§ **REQUIRED WORK**:
From the data below, copy out every line in which the word "bank" occurs.

§ **SOURCE DATA**:
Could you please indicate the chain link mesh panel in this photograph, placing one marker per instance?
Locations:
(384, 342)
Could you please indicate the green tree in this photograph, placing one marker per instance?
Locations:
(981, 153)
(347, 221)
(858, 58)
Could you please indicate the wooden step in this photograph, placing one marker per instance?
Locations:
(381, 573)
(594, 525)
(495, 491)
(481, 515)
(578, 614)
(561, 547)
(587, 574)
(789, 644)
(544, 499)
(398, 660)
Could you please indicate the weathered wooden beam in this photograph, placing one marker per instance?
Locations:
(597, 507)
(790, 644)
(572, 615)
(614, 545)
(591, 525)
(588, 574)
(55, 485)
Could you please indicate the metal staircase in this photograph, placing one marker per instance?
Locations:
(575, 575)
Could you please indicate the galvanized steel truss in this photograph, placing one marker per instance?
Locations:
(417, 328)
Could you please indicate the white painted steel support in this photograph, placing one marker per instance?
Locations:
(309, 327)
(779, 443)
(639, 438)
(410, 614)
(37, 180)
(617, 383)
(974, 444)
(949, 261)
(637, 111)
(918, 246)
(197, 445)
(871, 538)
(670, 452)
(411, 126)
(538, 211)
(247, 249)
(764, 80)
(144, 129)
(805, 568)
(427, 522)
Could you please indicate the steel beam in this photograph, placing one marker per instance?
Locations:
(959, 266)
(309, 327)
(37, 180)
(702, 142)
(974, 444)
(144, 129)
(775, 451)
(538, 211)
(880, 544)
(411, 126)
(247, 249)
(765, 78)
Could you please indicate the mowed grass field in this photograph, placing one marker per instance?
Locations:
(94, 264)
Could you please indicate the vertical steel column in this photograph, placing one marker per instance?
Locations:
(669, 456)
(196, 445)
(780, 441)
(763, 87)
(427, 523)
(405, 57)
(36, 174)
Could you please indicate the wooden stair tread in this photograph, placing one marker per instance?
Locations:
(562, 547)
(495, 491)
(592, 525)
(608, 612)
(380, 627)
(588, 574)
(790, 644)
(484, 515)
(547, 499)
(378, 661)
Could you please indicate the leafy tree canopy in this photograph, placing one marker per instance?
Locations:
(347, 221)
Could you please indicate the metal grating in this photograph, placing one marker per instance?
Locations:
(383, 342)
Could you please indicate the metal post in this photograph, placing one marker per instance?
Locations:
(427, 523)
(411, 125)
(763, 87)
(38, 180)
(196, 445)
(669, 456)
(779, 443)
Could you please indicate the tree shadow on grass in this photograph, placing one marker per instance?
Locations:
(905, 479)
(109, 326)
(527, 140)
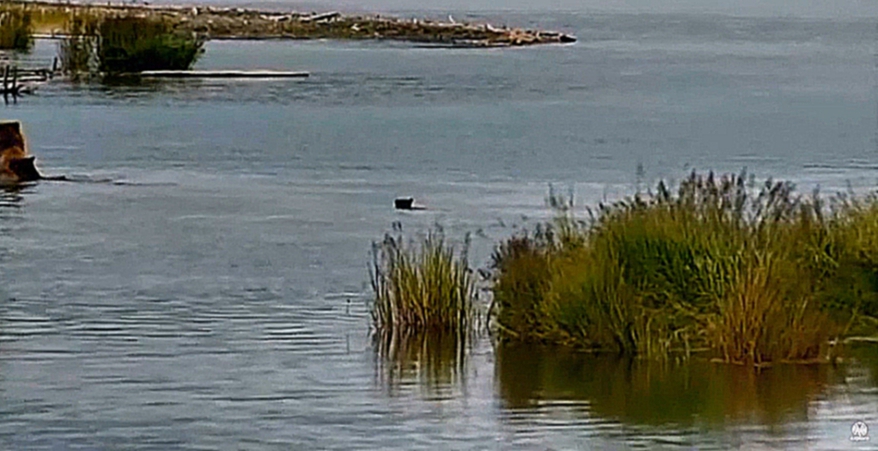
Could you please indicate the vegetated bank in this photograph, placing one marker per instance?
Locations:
(16, 28)
(723, 267)
(750, 275)
(239, 23)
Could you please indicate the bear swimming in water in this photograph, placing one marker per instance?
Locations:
(16, 165)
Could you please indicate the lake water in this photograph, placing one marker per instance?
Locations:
(205, 284)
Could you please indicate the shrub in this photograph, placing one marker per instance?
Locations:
(16, 28)
(422, 288)
(130, 44)
(77, 52)
(753, 275)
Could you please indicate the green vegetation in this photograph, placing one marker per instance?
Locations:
(751, 275)
(16, 28)
(130, 44)
(422, 289)
(78, 51)
(125, 44)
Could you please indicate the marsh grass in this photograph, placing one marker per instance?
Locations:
(125, 44)
(422, 287)
(77, 52)
(130, 44)
(752, 274)
(16, 27)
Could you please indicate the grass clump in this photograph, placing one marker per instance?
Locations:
(130, 44)
(422, 288)
(16, 28)
(750, 274)
(125, 44)
(77, 52)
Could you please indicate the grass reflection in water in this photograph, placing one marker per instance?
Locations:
(659, 393)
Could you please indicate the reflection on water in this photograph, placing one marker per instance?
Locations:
(434, 362)
(11, 195)
(655, 393)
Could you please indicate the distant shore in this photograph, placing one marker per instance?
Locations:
(214, 22)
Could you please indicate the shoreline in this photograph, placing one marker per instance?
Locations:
(227, 23)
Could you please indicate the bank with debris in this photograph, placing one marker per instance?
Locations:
(240, 23)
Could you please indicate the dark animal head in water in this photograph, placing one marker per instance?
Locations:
(25, 169)
(10, 135)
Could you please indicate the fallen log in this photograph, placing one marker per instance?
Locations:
(221, 74)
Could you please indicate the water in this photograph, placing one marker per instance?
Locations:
(206, 286)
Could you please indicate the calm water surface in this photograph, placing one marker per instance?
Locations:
(204, 286)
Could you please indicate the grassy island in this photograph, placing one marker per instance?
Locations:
(239, 23)
(721, 266)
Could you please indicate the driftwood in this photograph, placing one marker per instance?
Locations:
(17, 164)
(221, 74)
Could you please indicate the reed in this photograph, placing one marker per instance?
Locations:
(77, 52)
(423, 287)
(131, 44)
(16, 28)
(753, 274)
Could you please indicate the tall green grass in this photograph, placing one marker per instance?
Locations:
(752, 274)
(125, 44)
(77, 52)
(16, 28)
(130, 44)
(422, 287)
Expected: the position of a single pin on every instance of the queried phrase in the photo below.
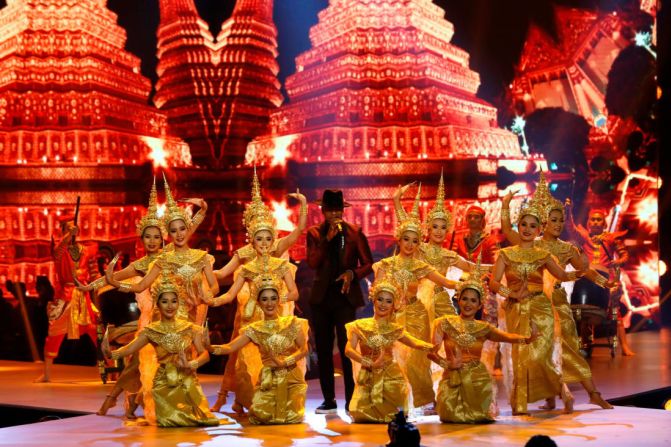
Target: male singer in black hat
(339, 253)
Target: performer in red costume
(476, 241)
(606, 254)
(72, 311)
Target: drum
(585, 292)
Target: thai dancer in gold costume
(192, 269)
(466, 391)
(574, 366)
(243, 368)
(151, 231)
(381, 388)
(437, 224)
(178, 398)
(408, 270)
(279, 393)
(536, 374)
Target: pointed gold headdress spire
(543, 196)
(151, 219)
(438, 211)
(410, 221)
(474, 281)
(172, 210)
(257, 215)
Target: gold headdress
(474, 281)
(172, 210)
(257, 216)
(410, 221)
(386, 286)
(438, 211)
(542, 196)
(151, 219)
(163, 284)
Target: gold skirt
(535, 376)
(465, 395)
(417, 366)
(574, 366)
(279, 397)
(378, 395)
(179, 400)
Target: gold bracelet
(98, 283)
(572, 276)
(290, 361)
(504, 291)
(198, 218)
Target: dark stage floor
(79, 389)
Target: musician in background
(71, 312)
(339, 253)
(605, 252)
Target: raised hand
(402, 190)
(109, 271)
(508, 197)
(194, 201)
(298, 196)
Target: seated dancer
(279, 394)
(152, 232)
(465, 392)
(536, 375)
(178, 398)
(191, 268)
(381, 388)
(407, 270)
(243, 366)
(71, 313)
(574, 366)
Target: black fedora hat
(332, 199)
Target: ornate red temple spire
(217, 93)
(383, 95)
(74, 121)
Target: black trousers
(329, 317)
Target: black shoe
(327, 407)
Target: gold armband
(199, 217)
(290, 361)
(504, 291)
(601, 281)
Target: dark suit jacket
(354, 256)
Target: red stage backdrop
(381, 98)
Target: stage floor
(79, 389)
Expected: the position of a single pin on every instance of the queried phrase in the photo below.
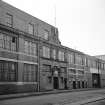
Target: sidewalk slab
(20, 95)
(87, 101)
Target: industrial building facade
(33, 59)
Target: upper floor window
(46, 34)
(78, 59)
(46, 52)
(54, 54)
(30, 48)
(8, 42)
(9, 20)
(71, 58)
(61, 56)
(31, 28)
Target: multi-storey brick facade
(33, 59)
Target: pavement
(88, 101)
(57, 97)
(20, 95)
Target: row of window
(47, 53)
(7, 42)
(73, 71)
(48, 68)
(8, 72)
(71, 58)
(31, 27)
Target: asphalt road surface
(100, 102)
(57, 99)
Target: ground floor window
(30, 73)
(7, 71)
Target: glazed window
(46, 34)
(31, 29)
(30, 48)
(54, 54)
(47, 68)
(7, 71)
(46, 52)
(71, 58)
(1, 40)
(61, 56)
(9, 20)
(8, 42)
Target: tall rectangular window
(1, 40)
(71, 58)
(46, 34)
(8, 42)
(9, 20)
(31, 29)
(7, 71)
(61, 56)
(46, 52)
(54, 54)
(30, 48)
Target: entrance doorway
(56, 83)
(74, 85)
(96, 80)
(79, 84)
(65, 83)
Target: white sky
(81, 23)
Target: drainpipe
(38, 51)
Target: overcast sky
(81, 23)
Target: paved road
(60, 99)
(101, 102)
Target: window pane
(61, 56)
(46, 34)
(54, 54)
(46, 52)
(31, 29)
(9, 20)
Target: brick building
(32, 57)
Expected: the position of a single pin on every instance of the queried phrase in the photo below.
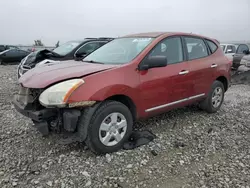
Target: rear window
(213, 47)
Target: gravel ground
(193, 149)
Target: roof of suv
(157, 34)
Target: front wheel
(214, 99)
(109, 128)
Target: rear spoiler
(102, 38)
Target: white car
(229, 50)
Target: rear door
(166, 87)
(201, 63)
(230, 51)
(239, 54)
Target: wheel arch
(224, 81)
(127, 101)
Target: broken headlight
(58, 94)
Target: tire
(210, 105)
(96, 138)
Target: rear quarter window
(213, 47)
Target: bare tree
(57, 44)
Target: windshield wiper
(91, 61)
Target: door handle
(183, 72)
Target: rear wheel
(109, 128)
(214, 99)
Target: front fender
(84, 94)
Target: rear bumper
(39, 115)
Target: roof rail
(107, 38)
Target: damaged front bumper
(47, 119)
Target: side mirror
(247, 52)
(153, 62)
(80, 56)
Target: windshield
(223, 47)
(4, 51)
(66, 48)
(119, 51)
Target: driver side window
(242, 48)
(171, 48)
(88, 48)
(196, 48)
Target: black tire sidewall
(93, 131)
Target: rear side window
(196, 48)
(241, 48)
(230, 49)
(171, 48)
(213, 47)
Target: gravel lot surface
(193, 149)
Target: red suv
(132, 77)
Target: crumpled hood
(44, 75)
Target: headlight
(243, 62)
(58, 94)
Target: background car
(229, 50)
(242, 50)
(70, 50)
(12, 55)
(6, 47)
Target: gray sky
(22, 21)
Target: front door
(165, 87)
(202, 66)
(240, 53)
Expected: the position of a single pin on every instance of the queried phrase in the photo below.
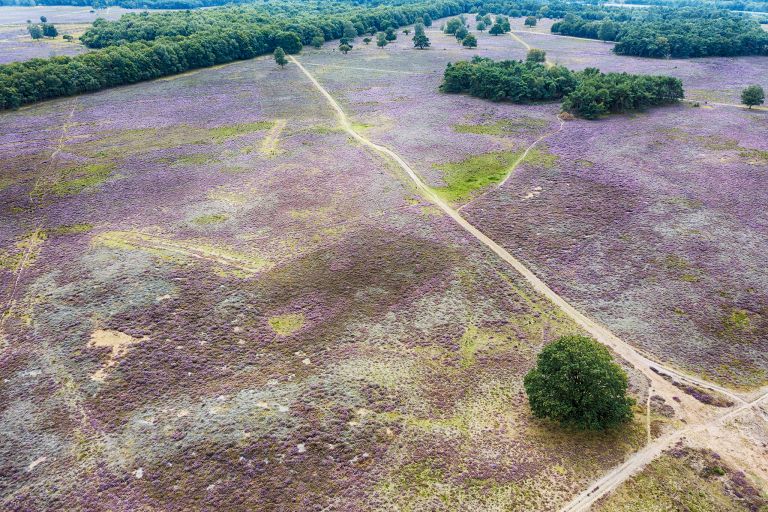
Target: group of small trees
(677, 33)
(43, 29)
(458, 27)
(588, 94)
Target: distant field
(228, 303)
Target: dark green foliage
(280, 57)
(49, 30)
(421, 41)
(35, 31)
(677, 33)
(508, 80)
(453, 25)
(536, 55)
(577, 383)
(588, 94)
(753, 95)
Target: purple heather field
(227, 304)
(654, 222)
(218, 300)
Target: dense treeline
(40, 79)
(678, 33)
(588, 94)
(322, 20)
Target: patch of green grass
(213, 218)
(738, 320)
(223, 133)
(195, 159)
(463, 179)
(283, 325)
(81, 178)
(69, 229)
(502, 127)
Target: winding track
(636, 462)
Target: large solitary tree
(577, 383)
(753, 95)
(280, 57)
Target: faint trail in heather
(598, 331)
(698, 415)
(516, 163)
(35, 236)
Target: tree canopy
(676, 33)
(576, 383)
(588, 94)
(753, 95)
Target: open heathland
(220, 293)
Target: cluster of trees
(677, 33)
(131, 62)
(327, 21)
(38, 31)
(588, 94)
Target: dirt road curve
(698, 416)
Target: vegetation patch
(686, 479)
(502, 127)
(465, 178)
(77, 179)
(213, 218)
(284, 325)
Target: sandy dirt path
(698, 416)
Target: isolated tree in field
(350, 32)
(753, 95)
(536, 55)
(453, 25)
(470, 41)
(607, 31)
(577, 383)
(496, 30)
(49, 30)
(35, 31)
(421, 41)
(280, 57)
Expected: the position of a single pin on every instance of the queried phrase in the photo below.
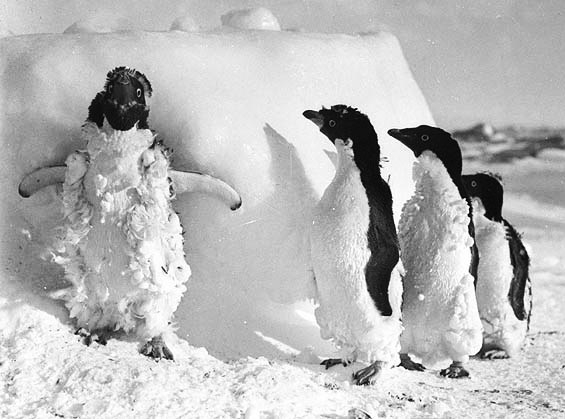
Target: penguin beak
(400, 136)
(315, 117)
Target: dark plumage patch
(124, 100)
(347, 123)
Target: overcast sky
(499, 61)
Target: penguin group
(450, 282)
(462, 290)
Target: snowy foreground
(46, 372)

§ **EXERCISE RESULT**:
Could you please indicate the vegetated bank in this photograph, placing one marker per instance?
Could you please indicate the bank with debris in this photograph, placing one marker per instance?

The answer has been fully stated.